Text shown:
_ _ _ _ _

If you’re dipping your toe into veganism and vegan beauty for the first time, I have some tips for harnessing the most effective vegan ingredients in beauty and skincare, and cover some swaps for popular non-vegan ingredients that’ll help you hit your beauty goals.

The most effective vegan ingredients

When it comes to your beauty and skincare routines, you want your products to be effective as well as vegan. Look out for these powerhouse vegan ingredients for glowing skin.

Lactic acid

Most alpha-hydroxy acids (AHAs) are vegan, but it might come as a surprise to some that even most lactic acid is vegan. While it’s present in dairy products including milk and yoghurt, the lactic acid that is used in skincare is vegan. The benefits of this AHA were indeed discovered through using dairy products topically – famous queens including Cleopatra and Elizabeth I were said to have bathed in milk to enhance their complexion. But thanks to dermatologically formulated lactic acid, you don’t have to touch a dairy product to reap the benefits!

Vitamin C

This brightening, youth-enhancing ingredient is vegan in its many forms – including L-ascorbic acid and magnesium ascorbyl phosphate. Like many AHAs, it’s usually derived from fruits and plants and stabilised in the laboratory – a complex process. Vitamin C is considered a holy grail in skincare, so it’s good to know that you can incorporate it into your vegan routine. Its benefits include boosting your skin’s collagen production, brightening dull skin and dark spots, reducing fine lines, and smoothing texture.

_ _ _ _ _

What you have to do:
Rewrite the stretch of the vegan beauty text from "If you’re dipping" through "for glowing skin.", replacing "effective" with "potent".

Given records:
_ _ _ _ _

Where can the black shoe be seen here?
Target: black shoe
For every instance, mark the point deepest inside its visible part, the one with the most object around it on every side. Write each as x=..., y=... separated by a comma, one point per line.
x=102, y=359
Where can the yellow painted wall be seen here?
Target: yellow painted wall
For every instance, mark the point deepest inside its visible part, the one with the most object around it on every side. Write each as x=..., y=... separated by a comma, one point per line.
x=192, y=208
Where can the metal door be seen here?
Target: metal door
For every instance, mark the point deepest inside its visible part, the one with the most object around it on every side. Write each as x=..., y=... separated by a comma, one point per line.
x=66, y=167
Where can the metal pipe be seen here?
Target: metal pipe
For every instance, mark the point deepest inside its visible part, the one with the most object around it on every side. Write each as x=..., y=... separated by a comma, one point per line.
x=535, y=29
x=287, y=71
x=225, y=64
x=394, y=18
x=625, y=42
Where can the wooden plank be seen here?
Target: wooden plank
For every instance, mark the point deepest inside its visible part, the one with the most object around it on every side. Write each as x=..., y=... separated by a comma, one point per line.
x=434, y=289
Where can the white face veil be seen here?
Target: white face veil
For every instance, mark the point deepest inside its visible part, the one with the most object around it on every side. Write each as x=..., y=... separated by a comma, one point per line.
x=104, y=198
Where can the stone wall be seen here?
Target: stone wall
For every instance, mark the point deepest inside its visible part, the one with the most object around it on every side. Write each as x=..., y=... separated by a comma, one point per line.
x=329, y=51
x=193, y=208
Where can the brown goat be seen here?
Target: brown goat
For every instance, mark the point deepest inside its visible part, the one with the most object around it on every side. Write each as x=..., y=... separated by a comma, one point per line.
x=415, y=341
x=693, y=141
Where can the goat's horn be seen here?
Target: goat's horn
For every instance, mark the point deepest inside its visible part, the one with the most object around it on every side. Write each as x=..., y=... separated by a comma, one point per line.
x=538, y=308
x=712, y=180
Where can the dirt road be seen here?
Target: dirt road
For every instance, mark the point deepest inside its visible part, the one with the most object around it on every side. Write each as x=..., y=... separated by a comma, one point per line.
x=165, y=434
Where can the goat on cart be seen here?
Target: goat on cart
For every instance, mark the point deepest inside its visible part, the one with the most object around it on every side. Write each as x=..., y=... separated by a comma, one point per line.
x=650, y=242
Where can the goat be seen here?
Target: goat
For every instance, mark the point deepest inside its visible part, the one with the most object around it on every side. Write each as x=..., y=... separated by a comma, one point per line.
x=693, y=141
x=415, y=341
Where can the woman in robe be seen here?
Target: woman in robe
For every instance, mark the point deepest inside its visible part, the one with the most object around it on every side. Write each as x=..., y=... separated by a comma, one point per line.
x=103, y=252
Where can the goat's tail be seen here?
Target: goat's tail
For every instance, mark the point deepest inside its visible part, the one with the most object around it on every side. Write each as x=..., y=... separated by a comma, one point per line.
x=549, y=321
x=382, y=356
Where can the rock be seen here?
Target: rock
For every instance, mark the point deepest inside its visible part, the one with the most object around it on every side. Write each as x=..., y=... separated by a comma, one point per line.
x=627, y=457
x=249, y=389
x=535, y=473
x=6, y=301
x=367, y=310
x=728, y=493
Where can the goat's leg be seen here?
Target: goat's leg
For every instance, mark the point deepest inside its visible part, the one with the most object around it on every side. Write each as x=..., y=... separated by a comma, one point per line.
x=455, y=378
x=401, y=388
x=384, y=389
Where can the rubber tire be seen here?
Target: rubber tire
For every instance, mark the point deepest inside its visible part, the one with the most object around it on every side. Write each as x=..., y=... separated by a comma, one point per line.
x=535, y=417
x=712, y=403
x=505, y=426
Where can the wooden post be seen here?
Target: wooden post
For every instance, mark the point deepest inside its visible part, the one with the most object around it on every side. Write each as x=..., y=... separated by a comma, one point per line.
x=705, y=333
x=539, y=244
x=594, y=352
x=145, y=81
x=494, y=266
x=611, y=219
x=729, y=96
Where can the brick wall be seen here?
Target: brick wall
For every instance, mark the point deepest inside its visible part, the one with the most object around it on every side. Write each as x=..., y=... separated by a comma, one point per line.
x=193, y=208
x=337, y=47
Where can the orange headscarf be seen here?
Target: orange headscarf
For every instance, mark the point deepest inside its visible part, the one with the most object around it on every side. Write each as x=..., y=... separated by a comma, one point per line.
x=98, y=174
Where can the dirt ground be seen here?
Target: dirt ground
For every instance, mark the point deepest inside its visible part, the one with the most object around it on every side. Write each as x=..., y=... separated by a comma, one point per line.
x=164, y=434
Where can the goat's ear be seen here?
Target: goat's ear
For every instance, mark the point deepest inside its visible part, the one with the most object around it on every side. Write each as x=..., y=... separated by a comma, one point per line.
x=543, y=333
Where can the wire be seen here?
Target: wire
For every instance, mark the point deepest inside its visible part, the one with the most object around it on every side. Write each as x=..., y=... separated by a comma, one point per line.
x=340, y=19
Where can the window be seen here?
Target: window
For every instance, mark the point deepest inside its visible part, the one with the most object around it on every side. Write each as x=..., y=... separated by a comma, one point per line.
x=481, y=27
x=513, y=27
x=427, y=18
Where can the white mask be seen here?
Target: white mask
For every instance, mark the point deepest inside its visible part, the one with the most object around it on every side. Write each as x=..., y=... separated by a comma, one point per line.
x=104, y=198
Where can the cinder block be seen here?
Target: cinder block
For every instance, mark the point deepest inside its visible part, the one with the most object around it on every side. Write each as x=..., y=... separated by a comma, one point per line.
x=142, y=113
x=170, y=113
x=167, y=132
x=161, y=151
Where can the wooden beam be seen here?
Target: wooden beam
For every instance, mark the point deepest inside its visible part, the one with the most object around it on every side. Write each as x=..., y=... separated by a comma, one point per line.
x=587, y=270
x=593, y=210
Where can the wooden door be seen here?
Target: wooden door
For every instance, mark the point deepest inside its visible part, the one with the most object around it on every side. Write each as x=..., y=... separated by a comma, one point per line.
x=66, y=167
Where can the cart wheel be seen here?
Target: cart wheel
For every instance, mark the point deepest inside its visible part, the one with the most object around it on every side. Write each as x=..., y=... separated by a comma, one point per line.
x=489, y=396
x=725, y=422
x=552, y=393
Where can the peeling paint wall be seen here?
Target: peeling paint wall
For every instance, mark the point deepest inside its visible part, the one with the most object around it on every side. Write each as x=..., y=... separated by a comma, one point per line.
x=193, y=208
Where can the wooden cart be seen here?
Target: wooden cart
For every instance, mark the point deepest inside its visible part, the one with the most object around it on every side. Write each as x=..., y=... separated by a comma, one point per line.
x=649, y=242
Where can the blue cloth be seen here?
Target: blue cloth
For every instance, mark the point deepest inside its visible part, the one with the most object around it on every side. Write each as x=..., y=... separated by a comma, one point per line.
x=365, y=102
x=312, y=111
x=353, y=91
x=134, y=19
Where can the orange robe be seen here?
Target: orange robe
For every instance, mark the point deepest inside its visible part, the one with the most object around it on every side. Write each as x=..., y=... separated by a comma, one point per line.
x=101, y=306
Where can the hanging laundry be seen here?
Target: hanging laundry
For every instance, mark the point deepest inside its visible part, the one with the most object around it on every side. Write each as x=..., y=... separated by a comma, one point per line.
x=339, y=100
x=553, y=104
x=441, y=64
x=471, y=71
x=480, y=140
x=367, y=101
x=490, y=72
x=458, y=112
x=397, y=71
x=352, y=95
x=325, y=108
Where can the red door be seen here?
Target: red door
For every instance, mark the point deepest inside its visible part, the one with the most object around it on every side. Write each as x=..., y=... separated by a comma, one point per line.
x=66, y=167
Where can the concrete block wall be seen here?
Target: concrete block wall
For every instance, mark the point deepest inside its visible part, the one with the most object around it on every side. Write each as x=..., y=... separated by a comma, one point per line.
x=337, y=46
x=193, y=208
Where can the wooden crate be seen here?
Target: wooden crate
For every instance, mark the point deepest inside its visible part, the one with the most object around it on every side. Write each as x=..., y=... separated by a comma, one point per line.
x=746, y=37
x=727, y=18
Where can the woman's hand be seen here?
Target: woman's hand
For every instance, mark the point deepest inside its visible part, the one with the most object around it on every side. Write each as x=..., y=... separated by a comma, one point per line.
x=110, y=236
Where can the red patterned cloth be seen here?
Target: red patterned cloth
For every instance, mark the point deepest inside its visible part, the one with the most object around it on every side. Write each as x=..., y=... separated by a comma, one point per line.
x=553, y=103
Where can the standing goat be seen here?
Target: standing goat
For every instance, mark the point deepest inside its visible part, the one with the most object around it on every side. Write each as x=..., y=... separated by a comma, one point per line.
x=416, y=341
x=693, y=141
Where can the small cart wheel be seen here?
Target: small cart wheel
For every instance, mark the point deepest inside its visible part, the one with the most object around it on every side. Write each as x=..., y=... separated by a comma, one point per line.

_ _ _ _ _

Task response:
If you’re dipping your toe into veganism and vegan beauty for the first time, I have some tips for harnessing the most potent vegan ingredients in beauty and skincare, and cover some swaps for popular non-vegan ingredients that’ll help you hit your beauty goals.

The most potent vegan ingredients

When it comes to your beauty and skincare routines, you want your products to be potent as well as vegan. Look out for these powerhouse vegan ingredients for glowing skin.